#### Stated exercise
Reproduce all of the rows below verbatim, character for character.

#### Records supplied
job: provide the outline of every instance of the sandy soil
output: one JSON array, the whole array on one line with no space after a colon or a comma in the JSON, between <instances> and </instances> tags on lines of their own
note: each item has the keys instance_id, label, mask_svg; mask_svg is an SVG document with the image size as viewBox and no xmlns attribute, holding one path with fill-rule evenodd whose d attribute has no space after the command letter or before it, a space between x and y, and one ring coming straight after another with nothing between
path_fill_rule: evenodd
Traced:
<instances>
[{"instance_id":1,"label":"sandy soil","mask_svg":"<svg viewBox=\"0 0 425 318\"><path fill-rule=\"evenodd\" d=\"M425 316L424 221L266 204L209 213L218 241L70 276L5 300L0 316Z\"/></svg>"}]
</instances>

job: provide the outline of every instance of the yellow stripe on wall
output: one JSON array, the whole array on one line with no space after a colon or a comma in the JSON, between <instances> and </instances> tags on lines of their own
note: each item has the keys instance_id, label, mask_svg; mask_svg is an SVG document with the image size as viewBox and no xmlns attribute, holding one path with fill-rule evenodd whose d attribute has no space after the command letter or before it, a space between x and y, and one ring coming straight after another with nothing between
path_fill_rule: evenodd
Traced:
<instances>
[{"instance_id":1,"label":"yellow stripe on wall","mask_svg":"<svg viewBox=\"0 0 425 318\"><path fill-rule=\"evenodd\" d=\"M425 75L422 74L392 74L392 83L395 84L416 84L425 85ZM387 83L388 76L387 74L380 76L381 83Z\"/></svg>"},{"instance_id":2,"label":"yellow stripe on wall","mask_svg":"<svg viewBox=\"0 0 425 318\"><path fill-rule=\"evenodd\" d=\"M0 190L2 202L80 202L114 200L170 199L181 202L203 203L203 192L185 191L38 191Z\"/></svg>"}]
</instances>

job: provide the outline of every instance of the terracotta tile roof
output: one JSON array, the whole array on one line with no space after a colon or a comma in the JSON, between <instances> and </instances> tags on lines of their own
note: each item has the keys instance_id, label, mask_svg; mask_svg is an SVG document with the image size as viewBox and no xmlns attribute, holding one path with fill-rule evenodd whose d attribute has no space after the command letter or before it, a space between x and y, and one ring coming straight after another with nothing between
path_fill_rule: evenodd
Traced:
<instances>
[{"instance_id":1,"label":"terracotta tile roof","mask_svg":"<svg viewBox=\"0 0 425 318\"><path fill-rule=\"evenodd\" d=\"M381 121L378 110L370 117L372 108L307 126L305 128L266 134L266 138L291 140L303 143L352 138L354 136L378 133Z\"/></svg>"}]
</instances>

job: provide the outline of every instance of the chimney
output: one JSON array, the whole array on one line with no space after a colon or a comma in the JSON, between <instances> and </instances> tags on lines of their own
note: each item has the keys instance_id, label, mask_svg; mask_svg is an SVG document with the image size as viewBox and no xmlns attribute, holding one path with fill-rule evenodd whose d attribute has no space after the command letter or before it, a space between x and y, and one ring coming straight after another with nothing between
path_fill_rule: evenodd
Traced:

#### Task output
job: provide the outline of every instance of the sandy soil
output: one JSON array, the whole array on one line with no space after a colon or a comma in the JSON, between <instances> and </instances> tags on lines of their own
note: each item has the keys instance_id, label, mask_svg; mask_svg is an SVG document with the image size as viewBox and no xmlns attribute, holding one path with fill-rule evenodd whose d attribute has no space after the command letter or before it, a space between x and y, and one ring coming straight after another with nothing between
path_fill_rule: evenodd
Traced:
<instances>
[{"instance_id":1,"label":"sandy soil","mask_svg":"<svg viewBox=\"0 0 425 318\"><path fill-rule=\"evenodd\" d=\"M425 316L424 221L266 204L209 213L218 241L70 276L5 300L0 316Z\"/></svg>"}]
</instances>

job: provide the outline of every instance of the yellow stripe on wall
output: one JSON array, the whole array on one line with no space after a colon or a comma in the JSON, between <instances> and </instances> tags on lines of their own
note: each item has the keys instance_id, label, mask_svg; mask_svg is an SVG document with the image size as viewBox and no xmlns attribute, holding one path with fill-rule evenodd whose d attribute has no space after the command letter or before it, a space between x and y, and one ring coming straight after another with nothing between
path_fill_rule: evenodd
Traced:
<instances>
[{"instance_id":1,"label":"yellow stripe on wall","mask_svg":"<svg viewBox=\"0 0 425 318\"><path fill-rule=\"evenodd\" d=\"M425 75L422 74L392 74L392 83L395 84L416 84L425 85ZM387 83L388 76L387 74L380 76L381 83Z\"/></svg>"},{"instance_id":2,"label":"yellow stripe on wall","mask_svg":"<svg viewBox=\"0 0 425 318\"><path fill-rule=\"evenodd\" d=\"M0 190L2 202L80 202L114 200L170 199L181 202L203 203L203 192L185 191L38 191Z\"/></svg>"}]
</instances>

job: provide the outline of every instance of the terracotta tile roof
output: one JSON array, the whole array on one line with no space after a colon or a comma in the JSON, between <instances> and </instances> tags on lines of their own
note: each item has the keys instance_id, label, mask_svg; mask_svg is an SVG document with the image size as viewBox and no xmlns attribute, holding one path with fill-rule evenodd whose d attribute has no space after the command letter or before it, a space between x and y, and one ring coming straight after another with nothing between
path_fill_rule: evenodd
Traced:
<instances>
[{"instance_id":1,"label":"terracotta tile roof","mask_svg":"<svg viewBox=\"0 0 425 318\"><path fill-rule=\"evenodd\" d=\"M381 121L378 110L370 117L372 108L307 126L305 128L266 134L266 138L291 140L303 143L352 138L354 136L378 133Z\"/></svg>"}]
</instances>

job: provide the outline of every instance of the chimney
output: one JSON array, the whole array on one line with no space after a colon or a comma in the JSON, between <instances> and </instances> tags on lines of their own
note: each item has the keys instance_id, label, mask_svg; mask_svg is an SVG document with the image size as viewBox and no xmlns attribute, holding one path with fill-rule evenodd whose d attribute has no space after the command letter or before it, a space between x and y, and one ring coming straight after another with nothing between
path_fill_rule: evenodd
Traced:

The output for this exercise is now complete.